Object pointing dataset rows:
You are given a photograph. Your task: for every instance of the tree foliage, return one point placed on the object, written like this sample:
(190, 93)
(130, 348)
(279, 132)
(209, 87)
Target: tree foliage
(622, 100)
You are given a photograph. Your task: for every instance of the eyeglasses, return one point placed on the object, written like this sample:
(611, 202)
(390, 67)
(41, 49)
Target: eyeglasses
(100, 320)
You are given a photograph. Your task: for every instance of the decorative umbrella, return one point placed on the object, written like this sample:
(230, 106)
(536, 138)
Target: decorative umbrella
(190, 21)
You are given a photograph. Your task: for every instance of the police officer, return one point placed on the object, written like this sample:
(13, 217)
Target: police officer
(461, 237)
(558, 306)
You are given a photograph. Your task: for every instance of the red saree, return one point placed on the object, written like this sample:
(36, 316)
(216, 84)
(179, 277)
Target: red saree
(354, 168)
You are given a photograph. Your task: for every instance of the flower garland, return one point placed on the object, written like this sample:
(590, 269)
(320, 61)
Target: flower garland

Given problem: Return the listing above in full, character for character.

Output of the exercise:
You are given a photograph. Your task: for every instance of the tree foliage, return one point placed on the object, written like this sample:
(190, 93)
(130, 348)
(279, 132)
(209, 87)
Target: tree foliage
(622, 100)
You are given a photograph. Your task: for every instance of the eyeglasses, return one point placed on the object, written like this sample:
(611, 202)
(390, 67)
(41, 49)
Target: eyeglasses
(100, 320)
You are given a photograph. Your task: for every instance of the decorative umbrella, return one point placed on the object, written like this sample:
(230, 106)
(536, 138)
Target: decorative umbrella
(190, 21)
You are given a photograph. Your task: for every instance of the police officer, return one point placed on the object, written like this sample:
(13, 217)
Target: police officer
(461, 237)
(558, 306)
You are given a photograph. Your task: for every instance of the red saree, return one point placed on the object, written like this sample:
(36, 316)
(216, 84)
(179, 277)
Target: red saree
(354, 168)
You are given a photograph. Your task: for every instance of the flower garland, return one point placed on the object, written like this sample:
(590, 269)
(320, 61)
Target: flower garland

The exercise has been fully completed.